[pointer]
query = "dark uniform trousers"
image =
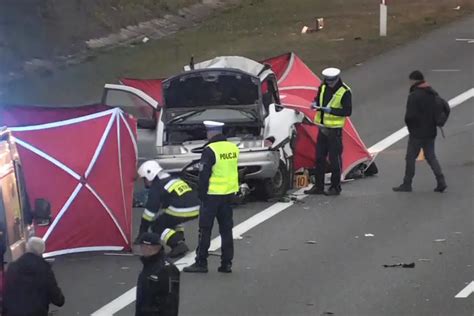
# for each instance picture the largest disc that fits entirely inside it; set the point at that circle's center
(215, 206)
(164, 221)
(413, 149)
(329, 143)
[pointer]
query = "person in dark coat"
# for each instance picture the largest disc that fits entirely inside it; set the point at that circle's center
(158, 282)
(30, 284)
(421, 124)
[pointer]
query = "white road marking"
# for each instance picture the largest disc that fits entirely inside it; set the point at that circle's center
(446, 70)
(403, 132)
(129, 297)
(468, 290)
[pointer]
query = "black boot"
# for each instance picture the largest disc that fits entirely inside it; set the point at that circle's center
(314, 190)
(180, 249)
(196, 268)
(402, 188)
(441, 186)
(225, 268)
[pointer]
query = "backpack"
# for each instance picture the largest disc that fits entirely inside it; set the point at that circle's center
(442, 111)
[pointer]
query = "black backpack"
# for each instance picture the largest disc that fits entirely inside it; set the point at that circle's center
(442, 111)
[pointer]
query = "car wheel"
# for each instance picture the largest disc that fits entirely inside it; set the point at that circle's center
(371, 170)
(276, 186)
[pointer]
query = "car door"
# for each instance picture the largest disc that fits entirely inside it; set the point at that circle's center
(144, 109)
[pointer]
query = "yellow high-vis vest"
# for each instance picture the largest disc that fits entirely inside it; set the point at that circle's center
(329, 120)
(225, 173)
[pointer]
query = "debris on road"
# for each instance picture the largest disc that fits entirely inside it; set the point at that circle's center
(400, 265)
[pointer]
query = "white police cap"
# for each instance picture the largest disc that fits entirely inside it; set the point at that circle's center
(331, 72)
(213, 124)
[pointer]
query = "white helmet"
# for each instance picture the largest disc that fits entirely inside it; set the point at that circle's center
(149, 170)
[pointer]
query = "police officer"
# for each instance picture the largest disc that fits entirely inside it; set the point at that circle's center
(218, 182)
(179, 201)
(158, 282)
(333, 104)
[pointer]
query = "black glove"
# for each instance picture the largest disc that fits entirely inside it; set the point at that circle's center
(144, 226)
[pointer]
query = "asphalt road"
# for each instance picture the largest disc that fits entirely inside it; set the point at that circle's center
(276, 272)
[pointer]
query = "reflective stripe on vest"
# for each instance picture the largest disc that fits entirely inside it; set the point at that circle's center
(225, 172)
(178, 186)
(329, 120)
(183, 211)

## STATED PROBLEM
Return the full material word for word. Do not include the pictures.

## EXERCISE RESULT
[pointer]
query = "dark uniform trousers"
image =
# for each instance picture the largest disc that fits entirely inside it; set the point at that circle's center
(215, 206)
(164, 221)
(413, 149)
(329, 143)
[pointer]
query = "person in dark coat"
# for each instance picture the largest disc that fits entirely inside it; set the point at that circle's center
(158, 282)
(30, 284)
(421, 124)
[pointer]
query = "white road marking"
# for each instance picture the largest disc that fits entirely inside it; set the point at that circle's center
(446, 70)
(403, 132)
(129, 297)
(468, 290)
[pointer]
query = "black boot"
# for each instance picture the largest disc that fits entirely inside it; set the point at that circle's center
(314, 190)
(180, 249)
(196, 268)
(402, 188)
(441, 186)
(225, 268)
[pointer]
query = "backpack"
# for each instance picture the largest disc that fits entirely inside it; set the point at that circle's center
(442, 111)
[pointer]
query = "black backpack"
# for each instance picture the largest disc that fits entirely inside it; set the point at that circle's center
(442, 111)
[pointer]
query = "car wheel"
# for each instance picture the largest disc that fits entirely inside it; set the point at that circle's center
(371, 170)
(276, 186)
[pointer]
query = "car door"
# for each instance picture the largest disc that fits entirely inside it; set the point at that circle's center
(144, 109)
[pointer]
query = "yellow high-vis vest"
# for each instance picture the largest disc that fits entirely inside it; set the point at that circle's center
(329, 120)
(225, 173)
[pointer]
query = "debris on road"
# for each instance picture the largest disc that fits entirely inside it; set the point at that circle's center
(400, 265)
[pointer]
query = "white police cap"
# for each instance picture the largest disc that fits entirely inside it; set the point at that circle's center
(331, 72)
(213, 124)
[pointer]
query = "white helmet"
# for each instance picture the largest disc that fits entirely inside it; set the point at that circle's center
(149, 170)
[pointer]
query = "police officer"
# for each instance picture the largest disc that fits entirely inside it; set the point at that circle's center
(218, 182)
(179, 201)
(158, 282)
(333, 104)
[pointer]
query = "black glove"
# for each instance picture the largest disc that fits entirely inside it; set the point at that circle's center
(144, 226)
[pointer]
query = "asphalt road"
# for each instance picture the largest disc that fits entirely inside it; set the point at that circle's center
(276, 272)
[pointer]
query = "reflective stripe on vest"
# for each instance picture the largest disc that fits entirely inside it; set the point at that circle's center
(225, 172)
(178, 186)
(329, 120)
(183, 211)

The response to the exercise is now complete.